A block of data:
--------------------
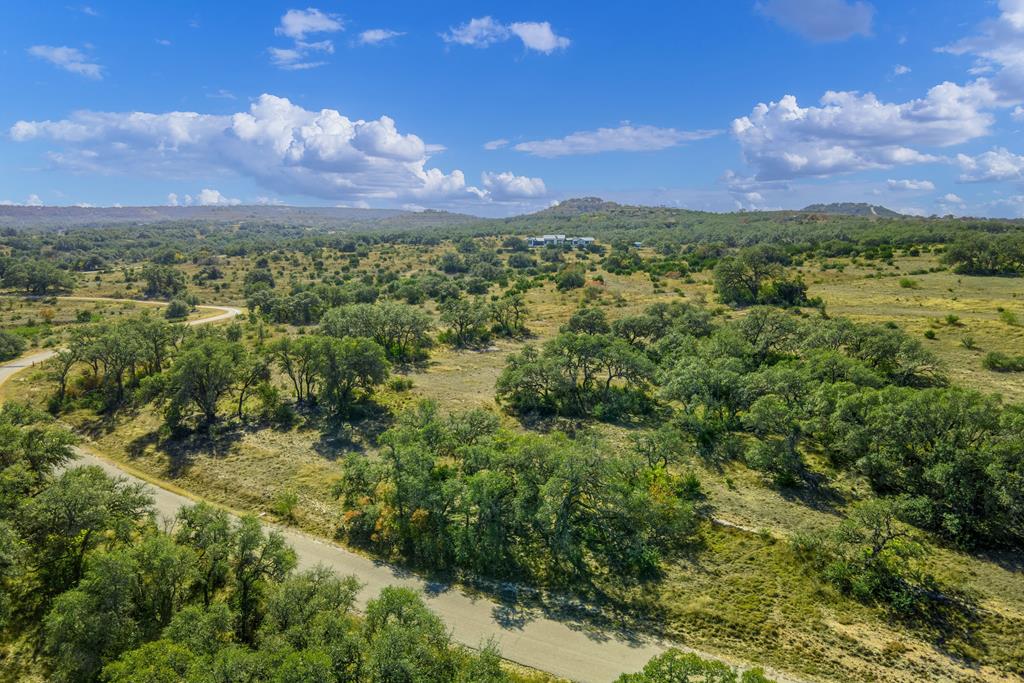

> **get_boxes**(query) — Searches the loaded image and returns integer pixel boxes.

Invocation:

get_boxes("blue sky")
[0,0,1024,216]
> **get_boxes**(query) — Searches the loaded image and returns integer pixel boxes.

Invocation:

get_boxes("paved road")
[0,294,798,683]
[0,297,242,384]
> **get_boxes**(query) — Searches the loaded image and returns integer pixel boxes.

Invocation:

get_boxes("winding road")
[0,297,796,683]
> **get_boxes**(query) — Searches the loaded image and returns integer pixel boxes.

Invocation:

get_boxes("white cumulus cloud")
[956,147,1024,182]
[267,7,345,71]
[942,0,1024,104]
[483,137,509,152]
[0,195,43,206]
[29,45,103,80]
[514,123,720,157]
[9,94,520,203]
[196,187,242,206]
[732,82,993,180]
[441,16,570,54]
[755,0,874,42]
[481,171,548,202]
[509,22,569,54]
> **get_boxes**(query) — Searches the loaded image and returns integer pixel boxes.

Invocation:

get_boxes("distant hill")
[801,202,903,218]
[0,206,479,230]
[531,197,622,218]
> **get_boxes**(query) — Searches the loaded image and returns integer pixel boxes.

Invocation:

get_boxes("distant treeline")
[6,201,1024,270]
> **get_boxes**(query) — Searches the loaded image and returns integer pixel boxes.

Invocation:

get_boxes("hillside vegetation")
[0,198,1024,682]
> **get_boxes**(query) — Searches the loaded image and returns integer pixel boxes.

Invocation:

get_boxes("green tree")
[0,330,28,360]
[164,334,246,427]
[140,263,185,299]
[316,337,390,414]
[229,516,295,643]
[439,298,490,348]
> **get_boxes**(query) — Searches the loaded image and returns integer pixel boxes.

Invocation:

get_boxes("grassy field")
[3,247,1024,682]
[0,296,211,350]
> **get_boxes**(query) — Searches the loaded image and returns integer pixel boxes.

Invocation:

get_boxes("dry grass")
[3,247,1024,682]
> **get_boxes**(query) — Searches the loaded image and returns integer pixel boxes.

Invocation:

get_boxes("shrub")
[981,351,1024,373]
[0,332,28,360]
[164,299,191,321]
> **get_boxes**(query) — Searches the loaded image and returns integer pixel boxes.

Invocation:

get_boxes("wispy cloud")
[274,7,345,40]
[267,7,345,71]
[514,123,722,157]
[886,178,935,193]
[357,29,406,45]
[441,16,570,54]
[29,45,103,80]
[755,0,874,43]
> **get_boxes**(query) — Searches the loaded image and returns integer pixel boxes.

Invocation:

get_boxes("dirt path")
--------------------
--- WHAT YOU ARE ASKED TO DO ---
Reproduce the records from their beginning through the line that contains "[0,297,796,683]", inclusive, leaving out the pictures.

--- THE SOLUTION ---
> **get_boxes**(query) — Searches the loaded image and returns integer pixel boxes.

Invocation:

get_boxes("blue sky")
[0,0,1024,216]
> **get_boxes**(query) — Searches the loaded image and returns integer pixel boxes.

Invocation:

get_boxes("paved road")
[0,294,798,683]
[0,297,242,384]
> **get_boxes**(query) — Searches the loaded image and returns integer pixel boxes.

Invocation:

get_boxes("winding road")
[0,297,796,683]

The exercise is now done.